Which fields does the shop revenue prediction text below describe as binary variables?

Excerpted text:
+++++

The objective is to predict the revenue of shops. Each row of our data contains the following information:
shop_ID : Shop's unique identifier. day_of_the_week : Encoded from 0 to 6. date : day, month and year of the data point. number of customers : Quantity of customers that showed up that day. open : Binary variable equal to 0 if shop closed that day and 1 if shop open. promotion : Binary variable equal to 0 if shop had no promotions that day and 1 if it did. state_holiday : Encoded 0, a, b, c indicating if there was a state holiday at all (0 if not), and otherwise, the number indicates which state holiday it was. school_holiday : Binary variable equal to 1 if there was a school holiday that day and 0 if not. Your submission should consist of an output file with just the index and sales prediction for the row, as well as a pickled version of your model, a requirements.txt file and any feature engineering steps you may have used (preferably pickled as well).
Deliverables:
output file with columns: index, prediction; model in a pickle file feature engineering in a pickle file (if you can't, submit your feature engineering processing in a jupyter notebook) requirements.txt
We must be able to run your model and generate predictions in our computers, so we strongly advise you to try to emulate in a clean environment what we would do and see if you are delivering all necessary artifacts.
The scoring metric will be R2.

+++++

Items:
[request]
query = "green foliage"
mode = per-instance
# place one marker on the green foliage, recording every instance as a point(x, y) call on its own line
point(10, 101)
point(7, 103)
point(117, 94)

+++++

Exercise output:
open, promotion, school_holiday